Point-based annotation data
□ □ □ □ □ □ □

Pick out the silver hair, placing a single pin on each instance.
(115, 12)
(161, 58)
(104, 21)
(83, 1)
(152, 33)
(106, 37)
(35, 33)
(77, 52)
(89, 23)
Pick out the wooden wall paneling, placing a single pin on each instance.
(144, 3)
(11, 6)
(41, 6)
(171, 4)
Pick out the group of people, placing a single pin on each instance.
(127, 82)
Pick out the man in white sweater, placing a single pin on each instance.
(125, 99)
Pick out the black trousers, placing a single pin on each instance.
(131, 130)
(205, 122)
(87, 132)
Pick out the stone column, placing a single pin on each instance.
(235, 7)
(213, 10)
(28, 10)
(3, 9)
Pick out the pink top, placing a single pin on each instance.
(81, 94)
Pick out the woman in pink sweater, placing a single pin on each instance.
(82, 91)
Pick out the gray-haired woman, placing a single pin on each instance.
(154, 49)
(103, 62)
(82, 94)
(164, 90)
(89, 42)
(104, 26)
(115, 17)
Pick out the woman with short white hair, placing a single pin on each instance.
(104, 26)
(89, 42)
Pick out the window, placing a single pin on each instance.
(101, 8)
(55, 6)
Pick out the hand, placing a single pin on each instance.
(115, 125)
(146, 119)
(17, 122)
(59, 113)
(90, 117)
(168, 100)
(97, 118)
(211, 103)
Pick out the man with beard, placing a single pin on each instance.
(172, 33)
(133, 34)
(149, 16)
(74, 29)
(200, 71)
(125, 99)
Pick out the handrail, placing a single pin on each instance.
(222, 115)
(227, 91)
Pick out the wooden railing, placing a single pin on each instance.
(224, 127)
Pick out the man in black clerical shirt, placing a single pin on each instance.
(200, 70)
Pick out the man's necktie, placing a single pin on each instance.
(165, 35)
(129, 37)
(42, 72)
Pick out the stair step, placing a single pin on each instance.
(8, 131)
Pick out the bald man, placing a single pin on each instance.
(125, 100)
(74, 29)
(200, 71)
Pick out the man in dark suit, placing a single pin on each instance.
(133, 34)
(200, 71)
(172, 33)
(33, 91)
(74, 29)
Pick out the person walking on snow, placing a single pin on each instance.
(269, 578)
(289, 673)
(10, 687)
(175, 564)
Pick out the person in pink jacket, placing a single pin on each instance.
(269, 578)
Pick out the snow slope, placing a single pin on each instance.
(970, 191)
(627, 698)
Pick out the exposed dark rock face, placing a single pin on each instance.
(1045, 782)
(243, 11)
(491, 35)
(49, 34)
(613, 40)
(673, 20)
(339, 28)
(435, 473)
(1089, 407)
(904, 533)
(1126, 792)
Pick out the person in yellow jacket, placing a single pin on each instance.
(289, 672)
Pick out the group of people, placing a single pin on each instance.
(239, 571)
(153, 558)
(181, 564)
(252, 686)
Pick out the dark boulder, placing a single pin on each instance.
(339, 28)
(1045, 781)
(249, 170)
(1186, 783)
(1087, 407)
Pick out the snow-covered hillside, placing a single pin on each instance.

□ □ □ □ □ □ □

Requirement:
Rewrite all of the items above, substituting "single point" for every occurrence of "single pin" and leaving every other part unchanged.

Reply:
Pick out the silver hair, placing a single point on each instance.
(115, 12)
(161, 58)
(104, 21)
(83, 1)
(152, 33)
(106, 37)
(35, 33)
(77, 52)
(89, 23)
Pick out the wooden wall paneling, placing a single point on each instance.
(144, 3)
(11, 6)
(41, 6)
(171, 4)
Pick out the group of people, placing a single point on each instance.
(127, 82)
Pick out the man in white sweater, placing a single point on each instance.
(125, 99)
Pick out the black trousers, placing a single point on each instance.
(131, 130)
(205, 122)
(87, 132)
Pick out the stone column, placing a single point on each instance.
(235, 7)
(213, 10)
(28, 10)
(3, 9)
Pick out the pink top, placing a single point on each instance.
(81, 94)
Pick out the woman in pink sweater, placing a single point on each instance.
(82, 91)
Pick out the gray-haired woman, placing a single point on each instance.
(154, 49)
(103, 62)
(82, 94)
(164, 90)
(89, 42)
(104, 26)
(115, 17)
Pick out the woman with short white hair, placing a single point on each instance.
(104, 26)
(89, 42)
Pick out the window, placing a single point on each instance.
(101, 8)
(55, 6)
Pick out the hand, placing a single point on each instance.
(115, 125)
(146, 119)
(17, 122)
(59, 113)
(90, 117)
(168, 100)
(97, 118)
(211, 103)
Pick out the man with beard, placing a single point on each instance.
(172, 33)
(133, 34)
(149, 16)
(74, 29)
(200, 71)
(125, 99)
Pick out the handrail, placing a single point on each instance.
(222, 115)
(227, 91)
Pick out the wooden railing, placing a single point on each instance.
(224, 127)
Pick out the man in black clerical shirt, placing a single point on each instance.
(200, 70)
Pick out the man's necktie, placing a single point on each instance.
(165, 35)
(129, 37)
(42, 72)
Pick out the stair step, placing a single point on each instance.
(8, 131)
Pick out the bald man, placing a single point on each instance.
(125, 100)
(74, 29)
(200, 71)
Pick out the man in dark suit, placing a single point on each instance.
(133, 34)
(200, 71)
(172, 33)
(33, 91)
(74, 29)
Pick out the person walking on snow, placing a single point on each instance.
(269, 578)
(289, 673)
(10, 687)
(175, 564)
Pick out the person in pink jacket, placing a single point on each instance.
(269, 578)
Pick out the snow slope, placing a single point on each instance.
(970, 191)
(627, 698)
Pick out the exposed dark rock face, placing a single point on each instance.
(1045, 782)
(243, 11)
(491, 35)
(49, 34)
(613, 40)
(673, 20)
(339, 28)
(435, 473)
(1089, 407)
(904, 533)
(1126, 792)
Pick out the person in yellow jacket, placing a single point on each instance.
(289, 672)
Pick out the group of people, placing a single point on each instance.
(239, 571)
(153, 558)
(181, 564)
(252, 686)
Pick out the dark boulder, placing a single point on each instance.
(339, 28)
(1045, 781)
(249, 170)
(1186, 783)
(1087, 407)
Pick out the snow-covered hillside, placing a single point on each instance.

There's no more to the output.